> [What the task requires] Rewrite the data below with every "space-separated" changed to "space-delimited" and nothing else altered. Leave the pictures out.

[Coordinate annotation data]
────────
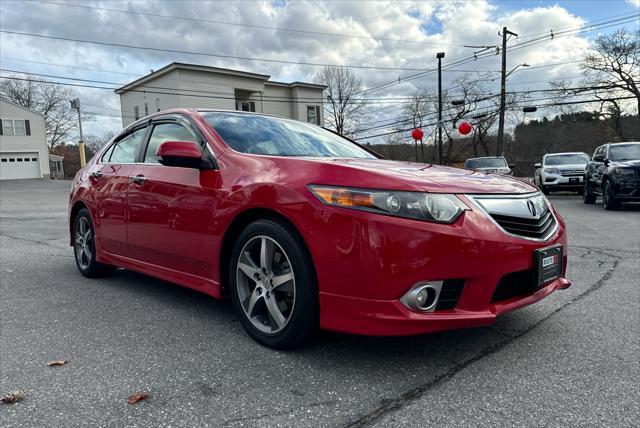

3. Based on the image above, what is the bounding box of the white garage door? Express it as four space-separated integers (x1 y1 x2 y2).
0 153 41 180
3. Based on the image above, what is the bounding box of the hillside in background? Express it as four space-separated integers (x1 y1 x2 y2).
368 113 640 176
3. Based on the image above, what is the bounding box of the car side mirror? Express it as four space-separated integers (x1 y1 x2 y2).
156 141 202 169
────────
> [Task response]
3. Based on the image above, what is the bounding box of the white garage door? Express it as four space-delimited integers (x1 y1 x2 y2).
0 153 41 180
3. Based on the image above, what is the bounding box of the hillside in background? Express it as four space-delimited integers (x1 y1 x2 y2).
368 113 640 176
3. Based on the image above, what is the bounding box of the car side mirror? Express it as four space-delimited integers (x1 y1 x2 y2).
156 141 202 169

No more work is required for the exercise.